_Task description_.
Your reply should be an exact copy of every entry, with the pictures removed.

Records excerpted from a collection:
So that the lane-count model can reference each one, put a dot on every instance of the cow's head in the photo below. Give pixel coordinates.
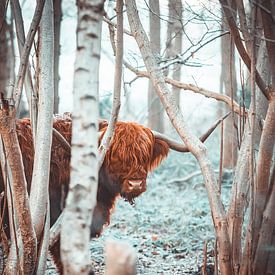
(134, 152)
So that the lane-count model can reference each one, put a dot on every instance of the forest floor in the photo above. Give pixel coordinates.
(167, 227)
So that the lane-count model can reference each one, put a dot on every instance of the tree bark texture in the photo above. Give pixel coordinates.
(81, 200)
(155, 109)
(18, 185)
(106, 140)
(174, 40)
(57, 24)
(192, 142)
(230, 89)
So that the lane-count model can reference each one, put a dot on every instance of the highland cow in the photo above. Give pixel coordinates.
(133, 152)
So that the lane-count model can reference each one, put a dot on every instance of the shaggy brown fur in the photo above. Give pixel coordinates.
(134, 151)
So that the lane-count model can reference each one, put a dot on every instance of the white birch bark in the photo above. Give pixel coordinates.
(192, 142)
(81, 200)
(41, 167)
(106, 140)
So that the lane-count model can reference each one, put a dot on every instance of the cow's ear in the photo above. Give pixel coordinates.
(102, 123)
(160, 152)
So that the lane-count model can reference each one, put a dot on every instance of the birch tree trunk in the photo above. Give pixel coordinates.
(4, 61)
(41, 167)
(57, 24)
(193, 143)
(174, 40)
(229, 81)
(18, 186)
(81, 200)
(155, 109)
(107, 138)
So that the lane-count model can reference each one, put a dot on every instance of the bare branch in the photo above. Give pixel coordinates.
(190, 87)
(239, 44)
(179, 146)
(106, 140)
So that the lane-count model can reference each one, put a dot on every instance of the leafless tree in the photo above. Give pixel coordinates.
(81, 200)
(155, 110)
(229, 83)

_Written response_.
So that the lane-count model can reference each one, put a dot on every instance of the cow's head in the photo below. Give pixel coordinates.
(134, 152)
So that the lane-count model can reference each one, put a dot on every instance of the forest floor in the photo above. Give pixel coordinates.
(167, 227)
So that the lane-count model can reference each one, put a dot on every instance of the tree bark texture in the photo above. Give pixel coordinates.
(81, 200)
(155, 109)
(18, 185)
(106, 140)
(174, 40)
(57, 24)
(192, 142)
(230, 89)
So that the lane-count model can reference each one, put a dot on every instance of the highland cow in the photo above. Give pixel coordinates.
(133, 152)
So that the lane-count model can reference each one, put a dot on every instance of the shaggy brown fur in the photo above. Give pixel coordinates.
(134, 151)
So that the lane-count model can reference each one, put a dot on every instance of the white birch bark in the photo above. Give pixel coordinates.
(192, 142)
(81, 200)
(41, 167)
(106, 140)
So that the lane-count model can reference each one, put a dot on every instance of the cow's ear in the photo above. Give pixel coordinates.
(102, 123)
(160, 152)
So that the lane-count model can reference each one, put a dot on every instance of the birch tree trunk in the photo above. Give pixel coordinates.
(4, 61)
(41, 167)
(57, 24)
(193, 143)
(174, 40)
(229, 81)
(18, 186)
(81, 200)
(155, 109)
(107, 138)
So that the lane-count model can reference each one, put a dot on every instance of the bare branch in the photo above. Give pixel coordinates.
(190, 87)
(239, 44)
(179, 146)
(106, 140)
So that the lane-count model can reference each one, put a dot on every instance of the leafless tree in the photo above. Give pixel coordinates.
(81, 200)
(155, 110)
(229, 83)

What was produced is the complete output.